EXERCISE DETAILS:
Please swap "automated detector" for "object locator" everywhere it occurs in the material below, and give the material back with nothing else altered.

┌─ INPUT ROWS

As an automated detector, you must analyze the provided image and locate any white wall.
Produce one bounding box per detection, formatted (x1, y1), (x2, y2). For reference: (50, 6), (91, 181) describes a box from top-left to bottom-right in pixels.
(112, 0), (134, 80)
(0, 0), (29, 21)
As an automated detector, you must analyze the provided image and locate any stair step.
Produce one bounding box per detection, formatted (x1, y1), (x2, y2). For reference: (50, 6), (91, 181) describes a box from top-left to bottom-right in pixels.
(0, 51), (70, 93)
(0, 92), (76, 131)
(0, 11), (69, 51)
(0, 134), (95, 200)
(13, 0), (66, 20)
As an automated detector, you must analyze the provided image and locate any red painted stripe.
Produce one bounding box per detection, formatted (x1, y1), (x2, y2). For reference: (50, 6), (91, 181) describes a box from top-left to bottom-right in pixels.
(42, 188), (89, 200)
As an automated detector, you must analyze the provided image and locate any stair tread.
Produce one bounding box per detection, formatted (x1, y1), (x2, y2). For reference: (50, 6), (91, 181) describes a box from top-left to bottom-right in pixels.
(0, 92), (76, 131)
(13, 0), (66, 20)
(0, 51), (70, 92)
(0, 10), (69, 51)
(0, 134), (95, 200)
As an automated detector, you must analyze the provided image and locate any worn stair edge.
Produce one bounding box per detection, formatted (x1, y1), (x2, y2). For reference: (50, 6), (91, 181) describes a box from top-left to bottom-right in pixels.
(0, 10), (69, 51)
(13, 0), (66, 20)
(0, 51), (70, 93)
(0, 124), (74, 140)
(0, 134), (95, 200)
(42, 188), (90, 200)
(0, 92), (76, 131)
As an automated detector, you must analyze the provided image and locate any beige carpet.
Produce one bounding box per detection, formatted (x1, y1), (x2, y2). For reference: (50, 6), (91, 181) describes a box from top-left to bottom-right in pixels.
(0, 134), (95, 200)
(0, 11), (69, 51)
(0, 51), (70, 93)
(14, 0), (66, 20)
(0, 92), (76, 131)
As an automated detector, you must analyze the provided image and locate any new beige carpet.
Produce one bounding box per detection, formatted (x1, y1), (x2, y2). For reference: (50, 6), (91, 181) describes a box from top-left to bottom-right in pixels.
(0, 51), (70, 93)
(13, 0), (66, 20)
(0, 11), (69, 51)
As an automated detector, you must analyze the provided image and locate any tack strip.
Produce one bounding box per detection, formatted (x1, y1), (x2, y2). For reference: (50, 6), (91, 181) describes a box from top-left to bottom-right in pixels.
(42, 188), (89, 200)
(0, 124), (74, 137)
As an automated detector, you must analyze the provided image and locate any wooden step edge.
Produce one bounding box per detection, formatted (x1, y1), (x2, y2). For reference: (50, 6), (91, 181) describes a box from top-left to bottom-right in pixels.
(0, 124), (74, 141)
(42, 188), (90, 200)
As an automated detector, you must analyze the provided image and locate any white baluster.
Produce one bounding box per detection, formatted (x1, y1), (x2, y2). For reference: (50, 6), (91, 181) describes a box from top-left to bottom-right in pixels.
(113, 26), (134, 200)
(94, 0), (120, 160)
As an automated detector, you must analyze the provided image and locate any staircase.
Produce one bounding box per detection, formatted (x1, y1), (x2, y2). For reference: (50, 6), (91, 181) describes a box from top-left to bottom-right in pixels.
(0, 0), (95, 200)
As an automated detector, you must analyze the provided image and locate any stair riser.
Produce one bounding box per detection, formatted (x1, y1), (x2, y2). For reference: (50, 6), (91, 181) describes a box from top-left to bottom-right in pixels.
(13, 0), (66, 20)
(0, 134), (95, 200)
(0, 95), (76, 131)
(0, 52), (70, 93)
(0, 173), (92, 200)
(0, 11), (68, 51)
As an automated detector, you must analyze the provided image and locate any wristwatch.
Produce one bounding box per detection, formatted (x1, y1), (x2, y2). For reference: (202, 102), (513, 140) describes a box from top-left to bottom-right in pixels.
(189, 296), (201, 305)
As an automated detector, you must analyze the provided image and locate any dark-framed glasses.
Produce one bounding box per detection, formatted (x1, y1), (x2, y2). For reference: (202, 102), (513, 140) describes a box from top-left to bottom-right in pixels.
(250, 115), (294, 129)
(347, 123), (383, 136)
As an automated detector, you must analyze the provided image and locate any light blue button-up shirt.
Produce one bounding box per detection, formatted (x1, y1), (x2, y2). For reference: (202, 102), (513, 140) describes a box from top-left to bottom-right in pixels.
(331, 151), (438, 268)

└─

EXERCISE SOLUTION:
As an object locator, you must analyze the provided image and locate any white wall.
Produce one bounding box per detection, formatted (x1, y1), (x2, y2). For reference: (50, 6), (91, 181) describes a box from top-left to bottom-right in pixels.
(112, 0), (134, 80)
(0, 0), (29, 21)
As an object locator, you must analyze the provided image and locate any stair step.
Produce one bounding box per detection, formatted (x1, y1), (x2, y2). For reference: (50, 6), (91, 181) describes a box from top-left to bottom-right in pixels.
(0, 51), (70, 93)
(0, 92), (76, 131)
(0, 11), (69, 51)
(0, 134), (95, 200)
(13, 0), (66, 20)
As an object locator, you must analyze the provided image and locate any red painted stripe.
Produce one bounding box per detection, formatted (x1, y1), (x2, y2). For reference: (50, 6), (91, 181) describes a box from top-left to bottom-right in pixels.
(42, 188), (89, 200)
As an object locator, you must analyze the provided image and locate any stair tread.
Produce one bounding box per detection, formatted (x1, y1), (x2, y2). For reference: (50, 6), (91, 181) describes a box from top-left to bottom-right in pixels.
(0, 92), (76, 131)
(13, 0), (66, 20)
(0, 51), (70, 92)
(0, 10), (69, 51)
(0, 134), (95, 200)
As an object locator, you must analyze the provided image and locate any worn stair edge.
Produce one bounding box per detection, formatted (x1, y1), (x2, y2). For reference: (50, 6), (91, 181) describes a box from top-left to bottom-right in pixels.
(0, 10), (69, 51)
(13, 0), (66, 20)
(0, 51), (70, 93)
(0, 124), (74, 140)
(0, 134), (95, 200)
(42, 188), (90, 200)
(0, 92), (76, 131)
As an object locator, you must analyze the provided image and locate any beige carpet.
Produce one bounding box per detection, formatted (x1, y1), (x2, y2). For reference: (50, 6), (91, 181) describes a box from top-left to bottom-right in pixels.
(0, 134), (95, 200)
(0, 11), (69, 51)
(0, 51), (70, 93)
(14, 0), (66, 20)
(0, 92), (76, 131)
As an object locator, you must analyze the provided image and locate any new beige carpet.
Produce one bounding box per detection, formatted (x1, y1), (x2, y2). For reference: (50, 6), (91, 181) describes a box from top-left to bottom-right in pixels.
(0, 51), (70, 93)
(13, 0), (66, 20)
(0, 11), (69, 51)
As an object locator, you must analyze the provided image and locate any tack strip.
Produce one bounding box per detection, formatted (x1, y1), (x2, y2). For reference: (50, 6), (91, 181) describes a box from top-left to bottom-right in pixels.
(42, 188), (89, 200)
(0, 124), (74, 137)
As an object locator, you must analyze the provided image and locate any wooden step edge.
Produce one bounding box per detection, formatted (x1, y1), (x2, y2). For reference: (50, 6), (91, 181) describes a box from top-left to bottom-right in pixels.
(0, 124), (74, 141)
(42, 188), (90, 200)
As an object locator, you must analyze the provided image and locate any white baluster.
Produce one bounding box per detection, formatted (x1, y1), (x2, y2). For reference: (50, 6), (91, 181) describes a box from top-left to bottom-right in pixels.
(113, 26), (134, 200)
(94, 0), (120, 160)
As an object locator, you must analyze the provided image and locate any staircase.
Produce one bounding box per detection, formatted (x1, y1), (x2, y2). For reference: (50, 6), (91, 181) describes a box from top-left to bottom-right in pixels.
(0, 0), (95, 200)
As an object locator, you must analyze the provided image and locate any stair riser.
Produce one bounding box per detection, formatted (x1, y1), (x2, y2). For reference: (50, 6), (91, 181) describes a box from top-left to bottom-right in pixels.
(13, 0), (66, 20)
(0, 134), (95, 200)
(0, 95), (76, 131)
(0, 52), (70, 93)
(0, 173), (92, 200)
(0, 11), (68, 51)
As an object locator, you must analyze the provided image and locate any wristwatch.
Produce one bounding box per detection, formatted (x1, y1), (x2, y2). For reference: (202, 102), (513, 140) describes a box from top-left to bottom-right in pixels.
(189, 296), (201, 305)
As an object locator, you must analyze the provided image and locate any dark-framed glasses.
Produce one bounding box per detection, formatted (x1, y1), (x2, y2). For reference: (202, 102), (513, 140) describes a box from top-left to bottom-right in pixels.
(250, 115), (294, 129)
(347, 123), (383, 136)
As an object locator, you must analyze the provided image and locate any light blue button-up shirt.
Produce one bounding box per detection, formatted (x1, y1), (x2, y2). For reference: (202, 102), (513, 140) describes a box from top-left to bottom-right in pixels.
(331, 151), (438, 268)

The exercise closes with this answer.